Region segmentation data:
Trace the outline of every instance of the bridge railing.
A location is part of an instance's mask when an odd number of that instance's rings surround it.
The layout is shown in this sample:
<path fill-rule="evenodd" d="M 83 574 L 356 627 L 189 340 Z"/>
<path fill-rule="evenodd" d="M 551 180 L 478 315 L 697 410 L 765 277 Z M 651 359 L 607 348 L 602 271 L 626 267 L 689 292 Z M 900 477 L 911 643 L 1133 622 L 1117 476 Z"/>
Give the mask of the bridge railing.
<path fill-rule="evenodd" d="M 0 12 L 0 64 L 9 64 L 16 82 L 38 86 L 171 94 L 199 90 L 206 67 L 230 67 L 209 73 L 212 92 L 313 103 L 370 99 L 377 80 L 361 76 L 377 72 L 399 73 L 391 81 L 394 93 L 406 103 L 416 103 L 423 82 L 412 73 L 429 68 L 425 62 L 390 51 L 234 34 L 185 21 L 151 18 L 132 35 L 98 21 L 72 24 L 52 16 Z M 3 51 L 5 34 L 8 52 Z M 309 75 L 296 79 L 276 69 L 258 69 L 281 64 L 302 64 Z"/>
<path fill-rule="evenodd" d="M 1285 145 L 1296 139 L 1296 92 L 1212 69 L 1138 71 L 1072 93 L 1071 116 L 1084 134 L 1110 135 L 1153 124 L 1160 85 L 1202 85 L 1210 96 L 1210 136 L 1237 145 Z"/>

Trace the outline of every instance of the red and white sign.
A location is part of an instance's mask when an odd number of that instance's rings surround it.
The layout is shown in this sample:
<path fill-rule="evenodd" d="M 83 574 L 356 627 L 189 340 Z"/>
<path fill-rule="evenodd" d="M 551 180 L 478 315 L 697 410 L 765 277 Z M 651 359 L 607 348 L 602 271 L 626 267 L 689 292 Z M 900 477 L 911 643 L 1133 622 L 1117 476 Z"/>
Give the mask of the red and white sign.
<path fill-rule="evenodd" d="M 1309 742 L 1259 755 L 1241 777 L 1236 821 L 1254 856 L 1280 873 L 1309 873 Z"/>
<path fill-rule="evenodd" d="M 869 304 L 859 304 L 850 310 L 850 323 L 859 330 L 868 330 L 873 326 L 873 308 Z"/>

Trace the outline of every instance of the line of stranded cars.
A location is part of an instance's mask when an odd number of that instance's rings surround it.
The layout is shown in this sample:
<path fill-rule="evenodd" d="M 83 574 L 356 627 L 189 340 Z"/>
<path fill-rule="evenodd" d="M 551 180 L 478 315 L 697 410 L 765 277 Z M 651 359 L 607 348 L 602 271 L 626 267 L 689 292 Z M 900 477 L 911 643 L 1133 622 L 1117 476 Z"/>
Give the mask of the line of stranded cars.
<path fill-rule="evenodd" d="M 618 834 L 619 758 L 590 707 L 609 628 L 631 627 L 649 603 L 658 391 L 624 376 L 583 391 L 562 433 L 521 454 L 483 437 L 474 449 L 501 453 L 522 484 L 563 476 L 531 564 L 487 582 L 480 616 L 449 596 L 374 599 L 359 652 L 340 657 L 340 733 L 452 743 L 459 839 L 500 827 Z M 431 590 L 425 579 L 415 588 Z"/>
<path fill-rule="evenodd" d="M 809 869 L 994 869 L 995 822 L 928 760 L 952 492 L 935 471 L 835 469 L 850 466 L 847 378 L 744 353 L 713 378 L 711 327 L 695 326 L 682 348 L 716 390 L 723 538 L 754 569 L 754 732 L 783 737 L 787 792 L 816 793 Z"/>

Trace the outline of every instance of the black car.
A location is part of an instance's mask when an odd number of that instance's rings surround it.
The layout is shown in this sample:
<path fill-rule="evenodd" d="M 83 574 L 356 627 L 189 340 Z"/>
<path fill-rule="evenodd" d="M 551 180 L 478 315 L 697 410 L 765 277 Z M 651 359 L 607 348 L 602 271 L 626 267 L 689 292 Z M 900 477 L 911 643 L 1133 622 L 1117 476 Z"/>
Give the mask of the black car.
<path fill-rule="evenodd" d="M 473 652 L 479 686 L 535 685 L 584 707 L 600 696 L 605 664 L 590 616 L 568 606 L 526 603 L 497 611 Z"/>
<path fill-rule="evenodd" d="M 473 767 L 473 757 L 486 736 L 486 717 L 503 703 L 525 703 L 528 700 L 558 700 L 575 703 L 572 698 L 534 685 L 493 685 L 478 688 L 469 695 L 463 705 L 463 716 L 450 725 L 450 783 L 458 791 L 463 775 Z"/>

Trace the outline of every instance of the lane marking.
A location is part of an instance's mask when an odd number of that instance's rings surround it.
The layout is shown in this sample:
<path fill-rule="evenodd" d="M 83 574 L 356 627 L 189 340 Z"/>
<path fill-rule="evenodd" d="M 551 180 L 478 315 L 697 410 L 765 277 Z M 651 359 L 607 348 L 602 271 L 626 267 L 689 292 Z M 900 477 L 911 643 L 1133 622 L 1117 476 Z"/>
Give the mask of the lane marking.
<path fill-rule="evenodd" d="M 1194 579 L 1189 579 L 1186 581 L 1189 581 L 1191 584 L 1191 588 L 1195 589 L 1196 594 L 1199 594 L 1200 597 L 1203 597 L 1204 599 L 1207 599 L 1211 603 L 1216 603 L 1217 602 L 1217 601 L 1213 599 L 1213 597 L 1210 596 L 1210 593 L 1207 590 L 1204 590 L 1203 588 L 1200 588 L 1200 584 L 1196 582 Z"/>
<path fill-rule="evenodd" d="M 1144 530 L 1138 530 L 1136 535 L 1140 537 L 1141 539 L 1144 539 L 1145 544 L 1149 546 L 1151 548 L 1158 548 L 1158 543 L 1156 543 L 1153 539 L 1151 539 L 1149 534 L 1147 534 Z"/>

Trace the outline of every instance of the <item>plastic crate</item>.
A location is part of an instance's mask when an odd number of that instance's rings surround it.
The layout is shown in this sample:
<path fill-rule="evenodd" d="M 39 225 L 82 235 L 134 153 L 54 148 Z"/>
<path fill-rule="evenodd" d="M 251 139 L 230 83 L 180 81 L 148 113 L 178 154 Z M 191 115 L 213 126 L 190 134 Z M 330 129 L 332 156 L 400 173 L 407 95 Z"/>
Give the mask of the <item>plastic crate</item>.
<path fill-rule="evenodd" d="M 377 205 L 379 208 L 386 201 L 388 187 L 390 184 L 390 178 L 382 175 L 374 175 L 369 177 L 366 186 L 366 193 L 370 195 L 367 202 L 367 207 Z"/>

» EXERCISE DETAILS:
Write out all the records again, substituting "boundary" for "outline" and leaving everything else as it is.

» IN RESPONSE:
Trace the boundary of every instance of the bridge railing.
A location is part of an instance's mask when an odd number of that instance's rings surround it.
The layout is shown in this sample:
<path fill-rule="evenodd" d="M 83 574 L 356 627 L 189 340 Z"/>
<path fill-rule="evenodd" d="M 551 180 L 478 315 L 697 410 L 765 277 Z M 651 359 L 607 348 L 602 271 L 626 267 L 689 292 Z M 900 477 L 911 643 L 1133 622 L 1117 476 Z"/>
Give the mask of the bridge railing.
<path fill-rule="evenodd" d="M 0 12 L 0 64 L 9 64 L 16 82 L 38 86 L 171 94 L 199 90 L 206 67 L 230 67 L 209 73 L 212 92 L 313 103 L 370 99 L 377 80 L 361 76 L 377 72 L 399 73 L 391 81 L 394 93 L 406 103 L 416 103 L 423 82 L 412 73 L 429 68 L 425 62 L 390 51 L 234 34 L 185 21 L 151 18 L 132 35 L 98 21 L 72 24 L 52 16 Z M 3 51 L 5 34 L 8 52 Z M 309 75 L 296 79 L 276 69 L 258 69 L 281 64 L 302 64 Z"/>
<path fill-rule="evenodd" d="M 1285 145 L 1296 139 L 1296 92 L 1212 69 L 1138 71 L 1072 93 L 1071 116 L 1084 134 L 1110 135 L 1153 124 L 1160 85 L 1202 85 L 1210 96 L 1210 136 L 1237 145 Z"/>

Trace the boundary of every instance of the red and white sign.
A location is part of an instance's mask when an odd number of that instance's rings surround it.
The layout is shown in this sample:
<path fill-rule="evenodd" d="M 83 574 L 356 627 L 189 340 Z"/>
<path fill-rule="evenodd" d="M 551 180 L 478 315 L 697 410 L 765 277 Z M 651 359 L 607 348 L 602 271 L 626 267 L 689 292 Z M 900 477 L 911 643 L 1133 622 L 1117 476 Z"/>
Give the mask of the red and white sign.
<path fill-rule="evenodd" d="M 1309 742 L 1259 755 L 1241 777 L 1236 821 L 1254 856 L 1280 873 L 1309 873 Z"/>
<path fill-rule="evenodd" d="M 869 304 L 859 304 L 850 310 L 850 323 L 859 330 L 868 330 L 873 326 L 873 308 Z"/>

Trace the boundary of every instance of the line of stranded cars.
A location is part of an instance's mask when an odd number of that instance's rings surround it.
The layout is shown in this sample:
<path fill-rule="evenodd" d="M 83 574 L 356 627 L 189 340 Z"/>
<path fill-rule="evenodd" d="M 551 180 L 478 315 L 697 410 L 765 277 Z M 651 359 L 607 348 L 602 271 L 626 267 L 689 292 Z M 900 477 L 911 643 L 1133 622 L 1117 476 Z"/>
Give the mask of the line of stranded cars.
<path fill-rule="evenodd" d="M 618 834 L 619 758 L 590 707 L 609 628 L 631 627 L 649 603 L 658 391 L 624 376 L 583 391 L 562 433 L 521 454 L 483 437 L 474 449 L 501 453 L 522 484 L 563 476 L 531 564 L 487 582 L 480 616 L 449 596 L 374 599 L 359 652 L 340 657 L 340 733 L 452 743 L 459 839 L 500 827 Z M 431 590 L 425 579 L 415 588 Z"/>
<path fill-rule="evenodd" d="M 809 869 L 994 869 L 995 822 L 928 760 L 952 492 L 935 471 L 835 469 L 850 466 L 847 378 L 744 353 L 713 378 L 711 327 L 695 326 L 682 348 L 716 390 L 723 538 L 754 569 L 754 732 L 783 737 L 787 792 L 816 793 Z"/>

Trace the boundary of every instance of the black car.
A location is part of an instance's mask when an odd number of that instance's rings surround it.
The layout is shown in this sample:
<path fill-rule="evenodd" d="M 83 574 L 356 627 L 189 340 Z"/>
<path fill-rule="evenodd" d="M 551 180 L 478 315 L 697 410 L 765 277 Z M 651 359 L 607 348 L 602 271 L 626 267 L 689 292 Z M 900 477 L 911 643 L 1133 622 L 1117 476 Z"/>
Give the mask of the black car.
<path fill-rule="evenodd" d="M 473 652 L 479 686 L 535 685 L 584 707 L 600 696 L 605 664 L 590 616 L 568 606 L 526 603 L 497 611 Z"/>
<path fill-rule="evenodd" d="M 473 767 L 473 757 L 486 736 L 486 717 L 503 703 L 525 703 L 528 700 L 558 700 L 575 703 L 572 698 L 534 685 L 493 685 L 478 688 L 469 695 L 463 705 L 463 716 L 450 725 L 450 783 L 458 791 L 463 775 Z"/>

Trace the boundary of every instance of the lane marking.
A location is part of an instance's mask when an odd number of that instance's rings surround it.
The layout is shown in this sample:
<path fill-rule="evenodd" d="M 83 574 L 356 627 L 189 340 Z"/>
<path fill-rule="evenodd" d="M 551 180 L 478 315 L 697 410 L 765 277 Z M 651 359 L 607 348 L 602 271 L 626 267 L 689 292 Z M 900 477 L 911 643 L 1133 622 L 1117 476 Z"/>
Give the mask of the lane marking.
<path fill-rule="evenodd" d="M 1194 579 L 1189 579 L 1186 581 L 1189 581 L 1191 584 L 1191 588 L 1195 589 L 1196 594 L 1199 594 L 1200 597 L 1203 597 L 1204 599 L 1207 599 L 1211 603 L 1216 603 L 1217 602 L 1217 601 L 1213 599 L 1213 597 L 1210 596 L 1210 593 L 1207 590 L 1204 590 L 1203 588 L 1200 588 L 1200 584 L 1196 582 Z"/>
<path fill-rule="evenodd" d="M 1144 530 L 1138 530 L 1136 535 L 1140 537 L 1141 539 L 1144 539 L 1145 544 L 1149 546 L 1151 548 L 1158 548 L 1158 543 L 1156 543 L 1153 539 L 1151 539 L 1149 534 L 1147 534 Z"/>

Trace the boundary of every instance of the <item>plastic crate</item>.
A location is part of an instance's mask when an odd number of that instance's rings surround it.
The layout is shown in this sample:
<path fill-rule="evenodd" d="M 39 225 L 82 235 L 134 153 L 54 148 Z"/>
<path fill-rule="evenodd" d="M 251 139 L 230 83 L 180 81 L 148 113 L 178 154 Z M 191 115 L 213 126 L 190 134 Z M 330 129 L 332 156 L 400 173 L 407 95 Z"/>
Give the mask of the <item>plastic crate</item>.
<path fill-rule="evenodd" d="M 377 205 L 379 208 L 386 201 L 388 187 L 390 184 L 390 178 L 382 175 L 374 175 L 369 177 L 366 186 L 366 193 L 370 195 L 367 202 L 367 207 Z"/>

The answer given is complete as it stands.